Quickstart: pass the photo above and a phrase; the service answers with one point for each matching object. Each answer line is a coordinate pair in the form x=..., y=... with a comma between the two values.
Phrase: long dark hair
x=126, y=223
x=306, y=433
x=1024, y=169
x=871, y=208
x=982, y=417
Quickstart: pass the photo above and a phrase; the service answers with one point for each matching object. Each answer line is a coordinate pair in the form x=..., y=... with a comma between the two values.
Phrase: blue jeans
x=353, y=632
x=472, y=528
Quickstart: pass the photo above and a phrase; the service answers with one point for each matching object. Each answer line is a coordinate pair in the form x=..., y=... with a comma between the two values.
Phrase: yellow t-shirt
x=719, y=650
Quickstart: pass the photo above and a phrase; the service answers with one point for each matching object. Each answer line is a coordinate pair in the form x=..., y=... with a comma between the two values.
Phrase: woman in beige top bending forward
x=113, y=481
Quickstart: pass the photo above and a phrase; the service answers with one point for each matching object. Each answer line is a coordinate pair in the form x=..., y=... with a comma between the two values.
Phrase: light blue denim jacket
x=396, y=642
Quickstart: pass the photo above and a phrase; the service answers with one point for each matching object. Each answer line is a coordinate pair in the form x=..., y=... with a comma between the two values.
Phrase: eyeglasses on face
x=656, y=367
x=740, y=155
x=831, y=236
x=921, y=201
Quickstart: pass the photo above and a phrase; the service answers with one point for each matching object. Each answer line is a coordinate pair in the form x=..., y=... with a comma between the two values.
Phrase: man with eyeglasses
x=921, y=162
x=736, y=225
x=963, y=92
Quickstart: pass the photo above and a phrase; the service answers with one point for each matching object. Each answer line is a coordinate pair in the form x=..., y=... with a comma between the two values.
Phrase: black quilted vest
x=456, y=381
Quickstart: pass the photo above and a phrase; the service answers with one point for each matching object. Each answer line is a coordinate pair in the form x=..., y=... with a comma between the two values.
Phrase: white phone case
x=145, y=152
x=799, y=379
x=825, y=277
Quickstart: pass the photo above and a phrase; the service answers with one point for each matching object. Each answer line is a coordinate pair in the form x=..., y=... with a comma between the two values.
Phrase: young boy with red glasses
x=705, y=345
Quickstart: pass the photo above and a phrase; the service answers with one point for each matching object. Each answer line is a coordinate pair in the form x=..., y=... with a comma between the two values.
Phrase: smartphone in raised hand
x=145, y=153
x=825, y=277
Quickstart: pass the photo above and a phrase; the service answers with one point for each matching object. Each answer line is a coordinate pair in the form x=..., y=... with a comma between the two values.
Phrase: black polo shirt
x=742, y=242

▶ _What you have to do_
Write out again every line from the first one down to the line containing "x=456, y=381", that line included. Add 75 to each x and y value in the coordinate pairs, and leave all other lines unchanged.

▶ _Result for this exercise_
Quickstart: pass the photo above and a phrase; the service answers with one point for each matching object. Each answer line is a coordinate pair in the form x=..., y=... with a comma between the two values.
Phrase: long dark hair
x=201, y=298
x=381, y=508
x=1099, y=244
x=946, y=283
x=1057, y=492
Quickstart: pass the photo above and a phrase; the service answers with one point for each matching object. Each answer line is a coordinate pair in the form x=..., y=... with a comma between the two values.
Phrase: blue jeans
x=428, y=707
x=547, y=603
Quickstart: pass the photo above and a phrase; the service answers with one point for each matching object. Each answer line is a coordinate pair in the form x=..., y=... with a comma between the two values.
Phrase: yellow t-shirt
x=794, y=725
Quickstart: pass the photo above and a phrase; the service answers with one point for each matching object. Each answer line is a coordinate pair in the form x=..., y=... with a comma between the two values.
Phrase: woman in beige top bending forward
x=188, y=556
Quickstart: pass the photo above and a phrase; the service answers with one point for each matching object. Each answer line is a coordinate pair in the form x=..., y=... with a comma between the two values.
Phrase: light blue denim jacket
x=471, y=717
Quickstart: pass the photo above and a phrase; the service answers with one point for each matching object. Each answer line is a coordinate pair in the form x=..., y=... with a comma between the two values.
Phrase: eyeglasses on face
x=731, y=442
x=815, y=230
x=906, y=311
x=996, y=276
Quickstart: pass the photo above and a phrase; the service answers with one point for each matching object. Each answer line is a coordinate pair in the form x=..., y=... with a comma between the two values.
Phrase: man with eyeglasses
x=996, y=237
x=811, y=300
x=1038, y=167
Quickstart: pass the photo above and a phrase; the service answers with one point for each matching object. Each answer line is a coordinate pair in the form x=..., y=... with a comma between the two values.
Phrase: black quilted vest
x=531, y=456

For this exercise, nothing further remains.